(WHAT IS REQUIRED)
Please copy out the following lines word for word.

(Records from a point-labeling set)

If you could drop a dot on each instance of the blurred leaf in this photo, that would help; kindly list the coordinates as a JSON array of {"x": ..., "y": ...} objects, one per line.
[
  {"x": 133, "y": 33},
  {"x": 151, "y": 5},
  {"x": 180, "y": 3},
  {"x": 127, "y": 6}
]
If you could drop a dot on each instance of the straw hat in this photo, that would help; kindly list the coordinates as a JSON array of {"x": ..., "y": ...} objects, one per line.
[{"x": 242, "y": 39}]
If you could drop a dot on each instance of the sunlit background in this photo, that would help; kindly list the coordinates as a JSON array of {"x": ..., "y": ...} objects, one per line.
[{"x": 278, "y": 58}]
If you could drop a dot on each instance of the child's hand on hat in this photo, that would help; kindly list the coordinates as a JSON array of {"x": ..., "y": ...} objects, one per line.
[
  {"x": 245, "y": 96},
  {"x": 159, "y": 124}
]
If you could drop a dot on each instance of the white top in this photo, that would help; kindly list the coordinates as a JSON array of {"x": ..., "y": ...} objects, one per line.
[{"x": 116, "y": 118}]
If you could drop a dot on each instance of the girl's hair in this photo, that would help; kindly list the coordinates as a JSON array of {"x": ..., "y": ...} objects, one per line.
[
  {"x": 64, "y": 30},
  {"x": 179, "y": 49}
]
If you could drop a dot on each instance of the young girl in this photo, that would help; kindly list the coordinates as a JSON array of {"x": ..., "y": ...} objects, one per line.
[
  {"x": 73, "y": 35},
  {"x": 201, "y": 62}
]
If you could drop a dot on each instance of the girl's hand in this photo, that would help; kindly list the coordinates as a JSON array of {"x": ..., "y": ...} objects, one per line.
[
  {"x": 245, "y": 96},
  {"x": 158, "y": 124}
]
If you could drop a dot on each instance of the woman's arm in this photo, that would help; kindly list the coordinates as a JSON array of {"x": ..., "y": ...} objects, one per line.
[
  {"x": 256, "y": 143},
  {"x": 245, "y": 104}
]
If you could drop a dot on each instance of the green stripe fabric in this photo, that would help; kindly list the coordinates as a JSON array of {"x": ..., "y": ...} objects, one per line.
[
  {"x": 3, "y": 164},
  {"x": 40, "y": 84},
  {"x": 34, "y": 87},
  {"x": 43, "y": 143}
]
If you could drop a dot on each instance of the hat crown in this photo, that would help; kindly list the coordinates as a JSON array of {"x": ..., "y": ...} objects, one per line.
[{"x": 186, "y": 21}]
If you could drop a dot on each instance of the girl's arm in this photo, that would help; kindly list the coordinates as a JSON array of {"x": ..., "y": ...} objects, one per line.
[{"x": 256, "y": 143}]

(RESPONSE)
If you could drop a dot on each instance of the blurred leaf in this photo, that would help; kindly list the coordinates as a JSON array of {"x": ..., "y": ...} objects, one per line.
[
  {"x": 133, "y": 33},
  {"x": 151, "y": 5},
  {"x": 180, "y": 3},
  {"x": 127, "y": 6}
]
If you could drop a dot on each instance of the straw hat in this photo, that would help; kindly list the coordinates as a JSON array of {"x": ..., "y": ...} objects, one per line.
[{"x": 242, "y": 39}]
If you could drop a dot on each instance of the sunlit background in this photo, that would help; kindly list the coordinates as a JSON array of {"x": ..., "y": ...} objects, one per line.
[{"x": 278, "y": 58}]
If you could drop a dot on each instance of the child's hand on hat in this photo, that would help; kindly list the coordinates as a JSON array of {"x": ..., "y": ...} objects, one per line.
[
  {"x": 245, "y": 96},
  {"x": 159, "y": 124}
]
If you could drop a dot on each instance of the white top in this photo, that would help; kindly list the coordinates as a JSON array of {"x": ..., "y": ...} objects, one per line.
[{"x": 116, "y": 118}]
If you could drop a dot on each instance of the girl's hair in this photo, that would help; kindly list the coordinates as a JSON array of {"x": ..., "y": ...} objects, one per line.
[
  {"x": 64, "y": 30},
  {"x": 179, "y": 49}
]
If you could drop a dot on each instance of the young girl in this photo, that would help; kindly list the coordinates as a JSON array of {"x": ..., "y": ...} objects, one per line.
[
  {"x": 73, "y": 35},
  {"x": 201, "y": 62}
]
If you could drop a dot on each instance of the girl's hand in this photo, that would help; kindly list the coordinates as a JSON array of {"x": ..., "y": ...} objects, one per line.
[
  {"x": 245, "y": 96},
  {"x": 158, "y": 124}
]
If you could drop a dot on each instance of the woman's arm in this photo, that would help; kindly list the coordinates as a JSON array of {"x": ..., "y": ...} objects, one per line.
[
  {"x": 256, "y": 143},
  {"x": 245, "y": 104}
]
If you could drop a dot on each instance of the green stripe fabric in this photo, that would help; kindly list the coordinates as a JSON array of {"x": ..., "y": ...} objects, one per line.
[
  {"x": 3, "y": 164},
  {"x": 40, "y": 84},
  {"x": 34, "y": 87},
  {"x": 43, "y": 143}
]
If you could drop a dot on each instance of the hat crown in this photo, that would help; kindly list the coordinates as a JSON array of {"x": ..., "y": ...} objects, one per line.
[{"x": 186, "y": 21}]
If you could drop a dot on each instance of the girl's arm in this photo, that would help; kindly list the coordinates as a JSON array of {"x": ..., "y": ...} objects, one per line.
[{"x": 256, "y": 143}]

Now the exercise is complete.